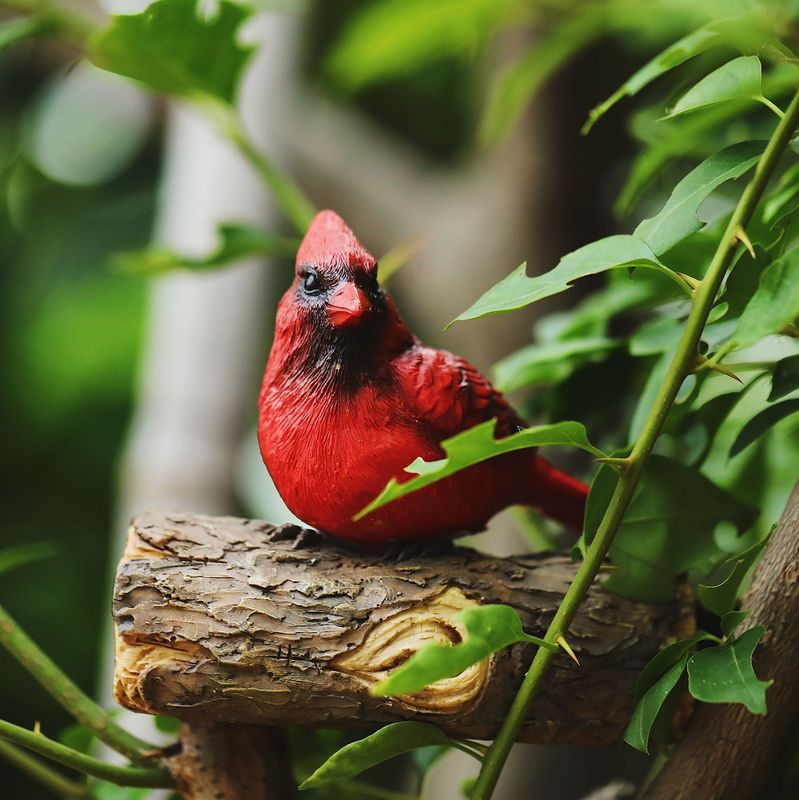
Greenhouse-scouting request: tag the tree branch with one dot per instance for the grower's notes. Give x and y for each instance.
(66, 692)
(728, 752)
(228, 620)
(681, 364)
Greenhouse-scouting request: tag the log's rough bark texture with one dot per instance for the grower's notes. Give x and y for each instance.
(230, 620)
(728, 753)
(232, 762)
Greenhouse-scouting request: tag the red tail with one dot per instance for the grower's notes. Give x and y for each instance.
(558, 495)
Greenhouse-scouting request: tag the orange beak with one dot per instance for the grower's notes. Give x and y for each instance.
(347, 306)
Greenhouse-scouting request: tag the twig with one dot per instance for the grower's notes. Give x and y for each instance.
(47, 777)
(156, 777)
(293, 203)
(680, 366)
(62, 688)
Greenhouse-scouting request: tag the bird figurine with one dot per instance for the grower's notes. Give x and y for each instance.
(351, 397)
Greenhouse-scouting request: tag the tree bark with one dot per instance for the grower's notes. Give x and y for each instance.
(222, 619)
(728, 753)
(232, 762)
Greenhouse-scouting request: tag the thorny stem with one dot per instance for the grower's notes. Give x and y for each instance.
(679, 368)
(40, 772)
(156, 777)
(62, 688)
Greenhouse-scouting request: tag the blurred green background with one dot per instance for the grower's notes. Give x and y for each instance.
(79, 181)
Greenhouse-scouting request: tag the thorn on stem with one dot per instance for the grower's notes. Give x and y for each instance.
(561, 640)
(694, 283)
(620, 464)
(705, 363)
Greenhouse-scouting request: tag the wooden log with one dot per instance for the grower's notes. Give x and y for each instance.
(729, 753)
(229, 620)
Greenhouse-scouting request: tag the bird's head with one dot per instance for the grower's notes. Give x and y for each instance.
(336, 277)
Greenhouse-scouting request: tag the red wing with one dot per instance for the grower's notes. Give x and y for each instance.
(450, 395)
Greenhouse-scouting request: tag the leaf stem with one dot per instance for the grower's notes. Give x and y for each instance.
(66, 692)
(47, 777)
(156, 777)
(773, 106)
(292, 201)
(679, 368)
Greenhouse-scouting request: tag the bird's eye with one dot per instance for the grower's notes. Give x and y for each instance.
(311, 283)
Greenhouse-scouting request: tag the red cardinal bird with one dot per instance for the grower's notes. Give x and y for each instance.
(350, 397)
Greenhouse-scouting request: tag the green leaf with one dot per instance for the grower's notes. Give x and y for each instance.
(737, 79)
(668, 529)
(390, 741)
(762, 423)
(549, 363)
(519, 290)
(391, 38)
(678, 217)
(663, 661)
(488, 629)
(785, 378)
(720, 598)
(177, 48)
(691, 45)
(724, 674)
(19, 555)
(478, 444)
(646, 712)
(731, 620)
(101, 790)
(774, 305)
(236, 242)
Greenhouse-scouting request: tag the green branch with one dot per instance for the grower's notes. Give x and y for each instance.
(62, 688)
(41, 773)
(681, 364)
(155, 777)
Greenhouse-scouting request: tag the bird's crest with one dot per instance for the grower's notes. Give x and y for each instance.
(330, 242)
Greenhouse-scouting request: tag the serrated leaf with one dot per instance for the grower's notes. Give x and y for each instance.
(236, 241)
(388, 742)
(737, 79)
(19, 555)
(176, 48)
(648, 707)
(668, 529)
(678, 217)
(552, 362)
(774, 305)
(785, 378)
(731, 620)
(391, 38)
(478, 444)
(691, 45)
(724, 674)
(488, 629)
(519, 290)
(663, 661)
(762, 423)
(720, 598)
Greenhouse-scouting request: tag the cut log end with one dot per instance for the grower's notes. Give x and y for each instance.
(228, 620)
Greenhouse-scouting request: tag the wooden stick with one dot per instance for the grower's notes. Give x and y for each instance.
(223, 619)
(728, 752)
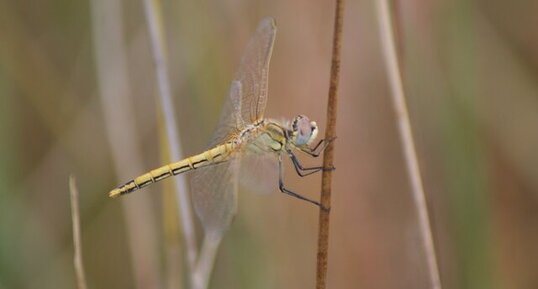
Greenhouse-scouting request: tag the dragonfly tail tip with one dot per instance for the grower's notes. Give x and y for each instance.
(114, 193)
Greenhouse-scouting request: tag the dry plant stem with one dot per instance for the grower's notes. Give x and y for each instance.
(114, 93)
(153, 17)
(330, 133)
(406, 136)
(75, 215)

- **WHAT THE TASK ASKS**: Copy out the data word for word from the line that contains "Greenhouse-scouting request: tag the bird's eye" through the end of the data, leaving out the pictures.

- **IN RESPONSE**:
Greenhouse-scouting request: tag the bird's eye with one dot per instance for the grower's notes. Give x and y for each instance.
(311, 283)
Greenhouse-scouting request: tag the red cardinal bird with one dot per instance for the grower's notes. Give x and y for each instance.
(350, 397)
Greenhouse-scouting request: tag the green leaf with one dot per instance for the grower's notes. Give x and y for each instance.
(737, 79)
(668, 529)
(390, 741)
(762, 423)
(549, 363)
(519, 290)
(391, 38)
(678, 217)
(663, 661)
(488, 629)
(785, 378)
(720, 598)
(177, 48)
(691, 45)
(724, 674)
(19, 555)
(478, 444)
(646, 712)
(731, 620)
(101, 790)
(774, 305)
(236, 242)
Greenhouse-scouting request: tag the green branch with one dot per instance for the grower's notes. Give x and y for each instance.
(62, 688)
(41, 773)
(681, 364)
(155, 777)
Greenhouse-scouting request: tag the bird's crest with one dot per instance for the grower's notes. Give x and y for each instance.
(330, 242)
Greenhouse-scouting request: tag the serrated leaf with one dot per instance for the grower's notes. Give x and y for each instance.
(236, 241)
(388, 742)
(737, 79)
(19, 555)
(176, 48)
(648, 707)
(668, 529)
(678, 217)
(552, 362)
(774, 305)
(785, 378)
(731, 620)
(391, 38)
(478, 444)
(691, 45)
(724, 674)
(488, 629)
(519, 290)
(663, 661)
(762, 423)
(720, 598)
Greenhouse-scouting request: tag the cut log end with one dot per instance for the grower's notes. Give x and y for each instance.
(228, 620)
Greenhouse-scouting request: tag the wooden stick with one dot per instance for the grower's notes. Give x and y for each instance.
(223, 619)
(728, 752)
Greenhouse-scouting request: tag the dragonfly tail tip with one dot per instance for the grower's notes. Give x and y for each instance.
(114, 193)
Greenhouse-scouting request: tag the dry plant stem with one dot per instance for the grower's notes. Give x and y for each instance.
(114, 93)
(153, 17)
(330, 133)
(406, 136)
(75, 215)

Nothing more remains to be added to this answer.